• Page:
»»

A Novel Diet #5 and Art!

There’s been a bit of editing since the last post, as well as other commitments taking me away from the keyboard. I did notice, however, that editing doesn’t hold the same creative drive that writing does, even if the editing requires sizable chunks of rewriting. To scratch the creative itch, as it were, I decided to work on a drawing of my main character. It also didn’t hurt that I could use an extra piece for our local SCBWI chapter sample show. (About a dozen of us brought in postcards, tearsheets, and other printed samples for display before and after the meeting.)

I’ve been fussing around with doing black and white illustration using black Prismacolor pencils, with perhaps a black watercolor wash underneath. I love the technique but for one thing. It is so blasted slow. Layers upon layers of shading looks lovely, but takes forever, and then is very picky about scanning and reproduction. So I thought, ‘why not go back to pen and ink? That’s fast. Right?’



The original sketch, about 1.5″ x 2.5″

I started with a small drawing of my hero out of my sketch book, scanned it, then blew it up to match the size of the original sketch of the wolf.


Resized and layered in Photoshop.

I blew them up again so the image was about 5”x8”, then printed it out and reworked it with black Prismacolor, correcting anatomy and shading. On a piece of tracing paper I did a rough ink, basically to see where to stop drawing.

Done on cheap tracing paper with a crowquill nib.

Done on cheap tracing paper with a crowquill nib.

The wolf was inked on a separate piece of tracing paper. I think the first piece was too small.

The wolf was inked on a separate piece of tracing paper. I think the first piece was too small.

Once I was reasonably confident, I put the reworked printout on my light table with a piece of Arches 90# hotpress on top, and went to town.

Overall, I like the way it turned out. The difficulty has proven to be in trying to repeat this success. I have tried twice, with another character, and neither one works as far as I’m concerned. It may simply be a matter of refining my technique, or accepting that I’m using the wrong technique. Either way, it’s worth the effort.



The final on Arches 90# hotpress watercolor paper. Crowquill with Calli black calligraphy ink.

As I mentioned at the top of this post, I did do some editing. I’m maybe a quarter or a third of the way through the manuscript, and my critique group just gave me some wonderful feedback which might actually make the book shorter. Here’s hoping.

128,999 words


Let’s Put On a Show!

««

• Record extracts:
»»

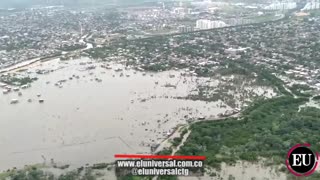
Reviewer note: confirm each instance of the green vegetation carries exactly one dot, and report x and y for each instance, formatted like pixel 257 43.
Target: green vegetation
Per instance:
pixel 267 129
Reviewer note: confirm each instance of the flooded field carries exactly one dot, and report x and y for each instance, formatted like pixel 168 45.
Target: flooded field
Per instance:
pixel 81 111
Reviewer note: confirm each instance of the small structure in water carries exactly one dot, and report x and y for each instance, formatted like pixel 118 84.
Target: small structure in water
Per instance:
pixel 14 101
pixel 5 91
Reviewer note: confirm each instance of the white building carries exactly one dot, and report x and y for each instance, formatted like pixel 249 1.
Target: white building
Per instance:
pixel 281 6
pixel 208 24
pixel 313 4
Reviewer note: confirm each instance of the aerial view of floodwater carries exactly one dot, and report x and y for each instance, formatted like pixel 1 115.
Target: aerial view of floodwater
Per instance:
pixel 93 110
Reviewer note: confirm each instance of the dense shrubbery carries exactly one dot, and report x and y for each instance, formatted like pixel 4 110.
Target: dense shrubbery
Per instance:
pixel 268 129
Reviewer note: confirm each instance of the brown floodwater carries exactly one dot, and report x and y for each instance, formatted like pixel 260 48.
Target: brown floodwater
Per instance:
pixel 94 114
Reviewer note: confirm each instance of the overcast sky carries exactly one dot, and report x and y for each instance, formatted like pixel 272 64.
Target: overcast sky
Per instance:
pixel 24 3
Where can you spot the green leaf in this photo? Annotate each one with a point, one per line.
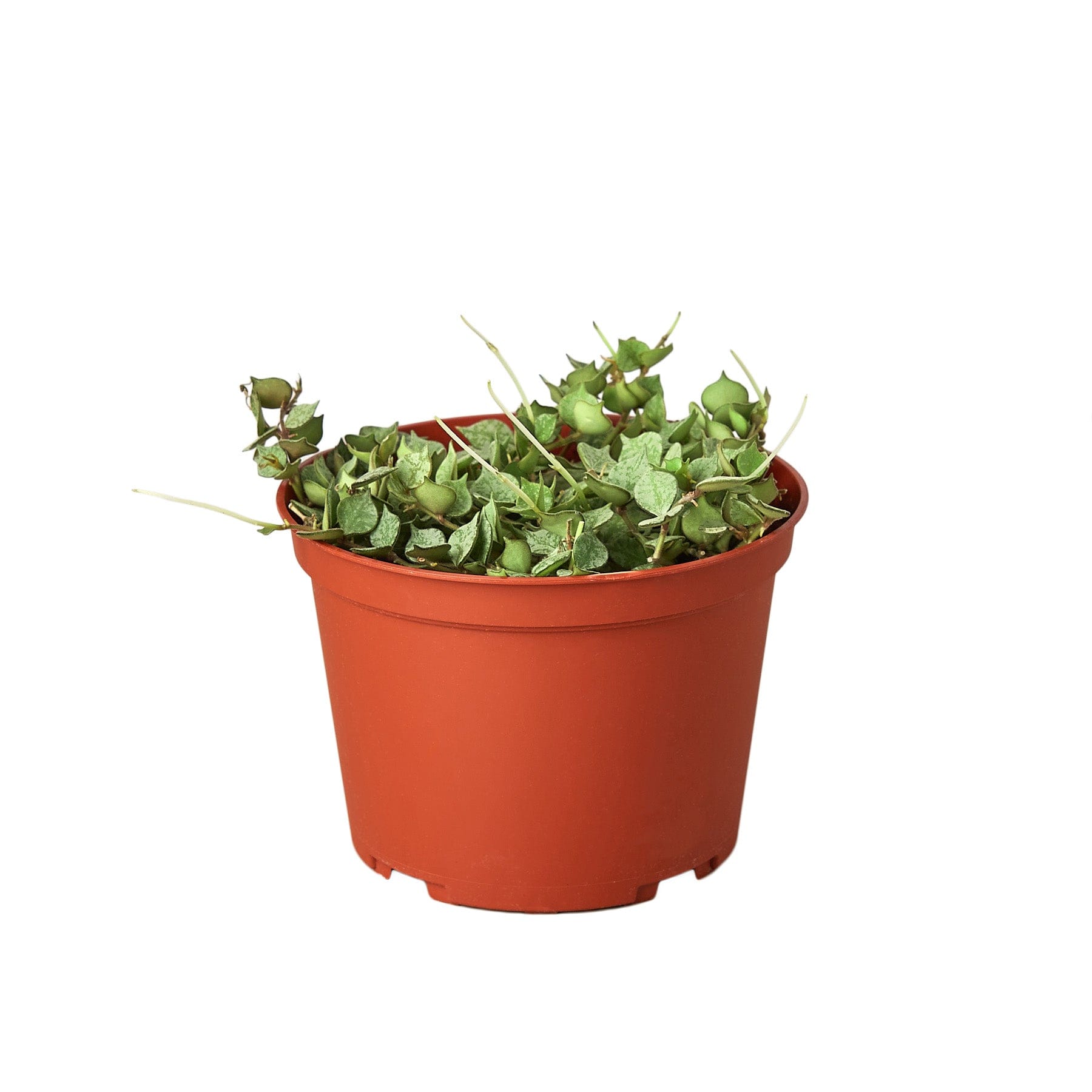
(625, 548)
(555, 393)
(546, 426)
(298, 449)
(766, 491)
(610, 491)
(740, 513)
(463, 540)
(487, 487)
(655, 412)
(487, 533)
(653, 356)
(589, 554)
(300, 414)
(749, 460)
(595, 460)
(543, 542)
(414, 467)
(703, 522)
(484, 434)
(561, 522)
(655, 493)
(357, 513)
(768, 511)
(550, 565)
(722, 391)
(386, 533)
(704, 468)
(271, 460)
(647, 448)
(619, 399)
(540, 493)
(682, 431)
(427, 544)
(463, 499)
(630, 354)
(598, 517)
(448, 468)
(272, 393)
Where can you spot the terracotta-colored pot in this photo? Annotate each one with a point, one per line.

««

• Tasks to perform:
[a] Name every brand of art supply or software that the blog post mentions.
[b] Set down, word for word, the stretch of the blog post from "Overall, I like" through "shorter. Here’s hoping.".

• Solved tasks:
[a] Prismacolor, Photoshop, Arches, Calli

[b]
Overall, I like the way it turned out. The difficulty has proven to be in trying to repeat this success. I have tried twice, with another character, and neither one works as far as I’m concerned. It may simply be a matter of refining my technique, or accepting that I’m using the wrong technique. Either way, it’s worth the effort.



The final on Arches 90# hotpress watercolor paper. Crowquill with Calli black calligraphy ink.

As I mentioned at the top of this post, I did do some editing. I’m maybe a quarter or a third of the way through the manuscript, and my critique group just gave me some wonderful feedback which might actually make the book shorter. Here’s hoping.